On the other hand, metabolic differences between white matter and grey matter have also been estimated to account for partial volumes effects when the other matter is diffused into the matter of interest⁵⁸. After studying with 18 volunteers, it was found that NAA, Cr, Cho, and myo-Ino concentrations in grey matter were 8.5 ± 0.7, 6.9 ± 0.6, 1.2 ± 0.2, and 5.3 ± 06 mM, while those in white matter were 7.7 ± 0.6, 4.9 ± 0.5, 1.4 ± 0.1, and 4.4 ± 0.6 mM, respectively. Thus grey and white matter absolute quantification can vary by 5–10% when mixtures are studied.

Research work at 7T also investigated whether metabolite changes in the cortex during prolonged visual stimulation correlate to blood oxygenation level-dependent functional MRI (BOLD-fMRI) with 12 healthy volunteers⁵⁹. During stimulation, the changes in Asp, glucose, Gly, and Lac concentrations with a range of ± 0.2 to 0.3 µmol/g were highly significant, suggesting their use as biomarkers of neuronal activation in the visual cortex. The BOLD-fMRI amplitudes during stimulation were significantly correlated positively with relative concentration changes in glucose (r = 0.73; p = 0.01) and Lac (r = 0.65; p = 0.003) (Figure 7). There was also a significant inverse correlation between BOLD-fMRI amplitude and the resting-state concentration of GABA (r = −0.65; p = 0.043).

(A) Time courses of glutamate and lactate concentrations during the visual stimulation paradigm (number of scans= 32, 2.7 minutes resolution) in individual subjects (N=12). The MRS data acquired in the second halves of the STIM and REST periods (black points) were used to calculate concentration differences between the STIM and REST conditions and for statistical analysis of fMRS data. (B) Time courses of glutamate and lactate concentrations with high temporal resolution. The fMRS data of four scans (20 seconds) were summed across all subjects (N =12). The resulting spectra (4 scans × 12 subjects =48 scans per time point) were quantified by LCModel. The error bars indicate CRLBs. CRLBs, Cramèr-Rao lower bounds; fMRS, functional magnetic resonance spectroscopy; REST, resting condition; STIM, stimulation period⁵⁹.

..............................

DIRECTIONS:
(1) According to the brain spectroscopy passage, how many healthy volunteers took part in the 7T study of visual stimulation?
(2) Please translate this sentence from the brain spectroscopy passage into Spanish: "Thus grey and white matter absolute quantification can vary by 5–10% when mixtures are studied."
(3) Copy the brain spectroscopy passage from "On the other" up to and including "mixtures are studied.".
The rows that come next are taken from a different source than the brain spectroscopy passage.

RECORD EXCERPTS:
..............................

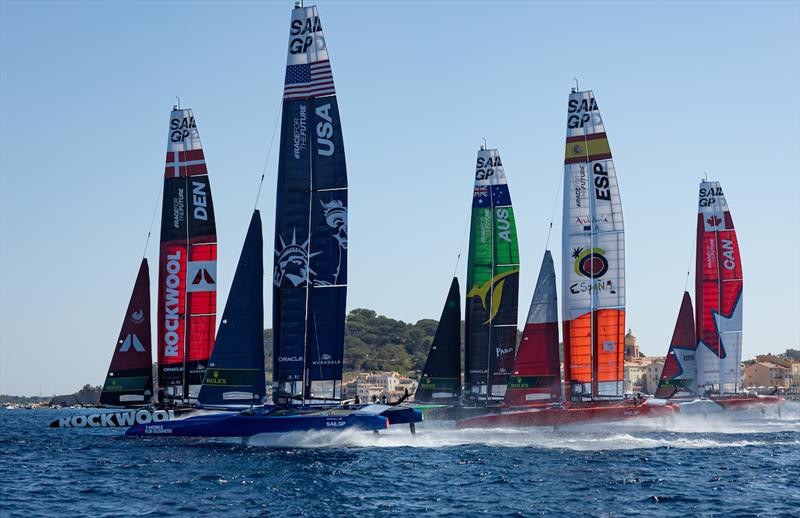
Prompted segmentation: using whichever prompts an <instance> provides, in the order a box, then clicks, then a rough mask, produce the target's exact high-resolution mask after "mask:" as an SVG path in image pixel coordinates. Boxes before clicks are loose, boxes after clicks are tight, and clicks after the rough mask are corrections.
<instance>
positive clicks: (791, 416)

..............................

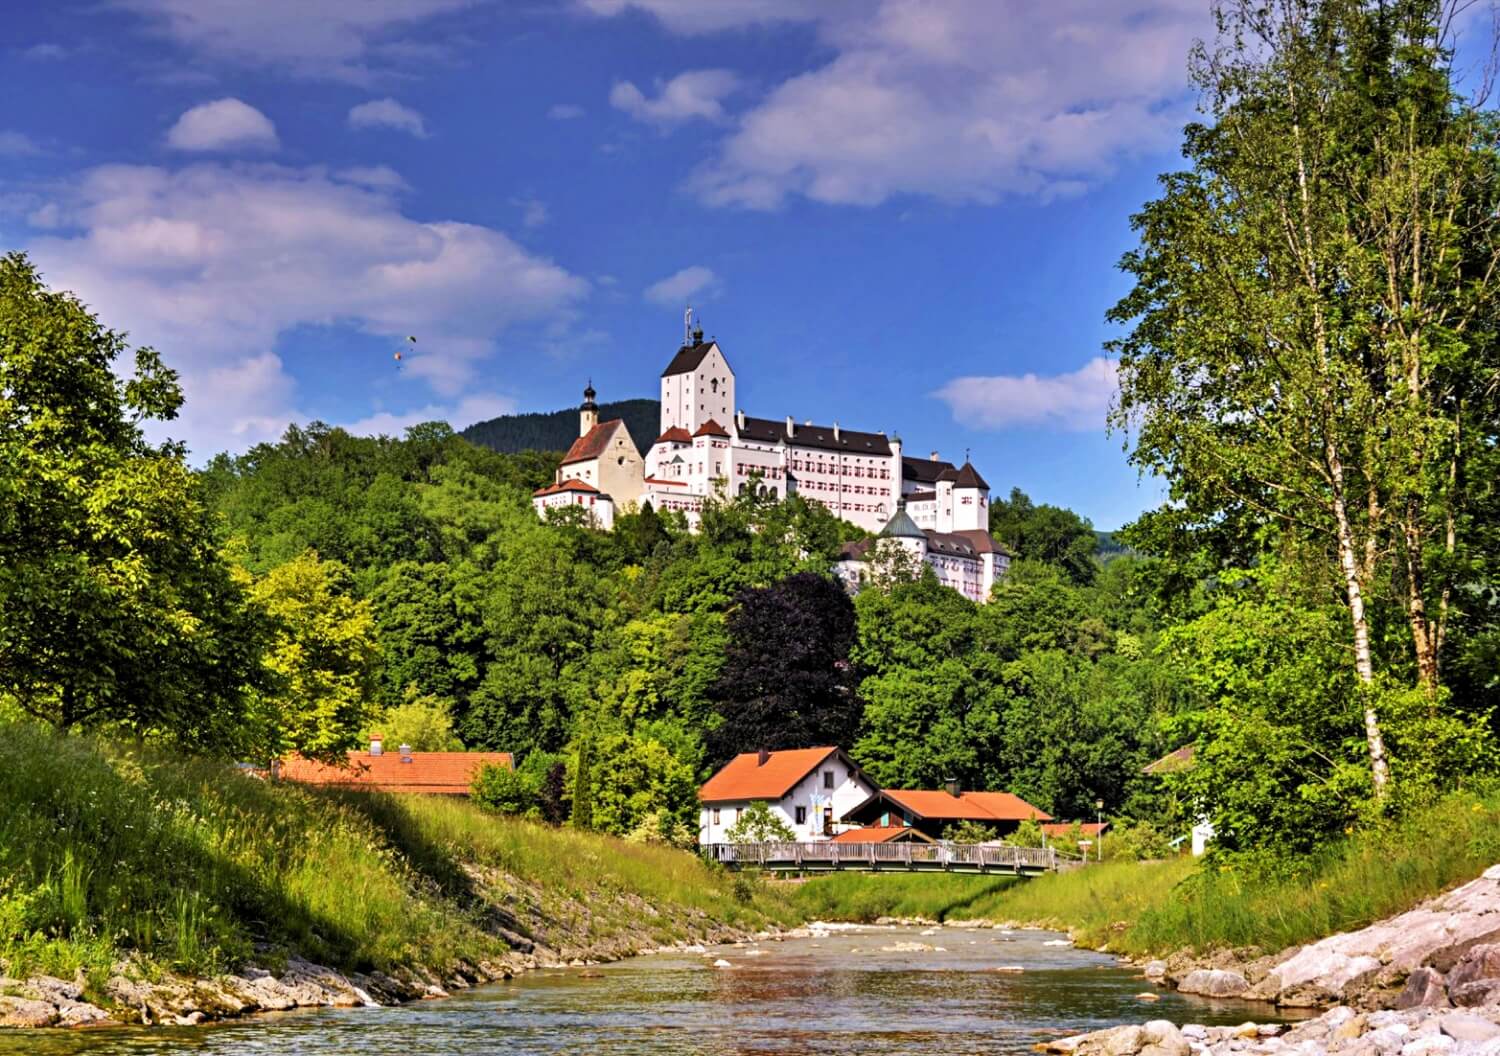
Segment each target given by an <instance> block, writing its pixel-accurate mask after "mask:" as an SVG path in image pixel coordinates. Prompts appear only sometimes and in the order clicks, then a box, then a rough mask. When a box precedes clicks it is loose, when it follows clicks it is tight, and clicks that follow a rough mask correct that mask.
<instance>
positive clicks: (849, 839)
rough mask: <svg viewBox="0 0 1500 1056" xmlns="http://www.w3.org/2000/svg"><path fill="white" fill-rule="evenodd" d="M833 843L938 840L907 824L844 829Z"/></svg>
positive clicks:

..............................

ANSWER LIST:
(1) 12

(2) Por lo tanto, la cuantificación absoluta de la materia gris y la materia blanca puede variar entre un 5 y un 10 % cuando se estudian mezclas.

(3)
On the other hand, metabolic differences between white matter and grey matter have also been estimated to account for partial volumes effects when the other matter is diffused into the matter of interest⁵⁸. After studying with 18 volunteers, it was found that NAA, Cr, Cho, and myo-Ino concentrations in grey matter were 8.5 ± 0.7, 6.9 ± 0.6, 1.2 ± 0.2, and 5.3 ± 06 mM, while those in white matter were 7.7 ± 0.6, 4.9 ± 0.5, 1.4 ± 0.1, and 4.4 ± 0.6 mM, respectively. Thus grey and white matter absolute quantification can vary by 5–10% when mixtures are studied.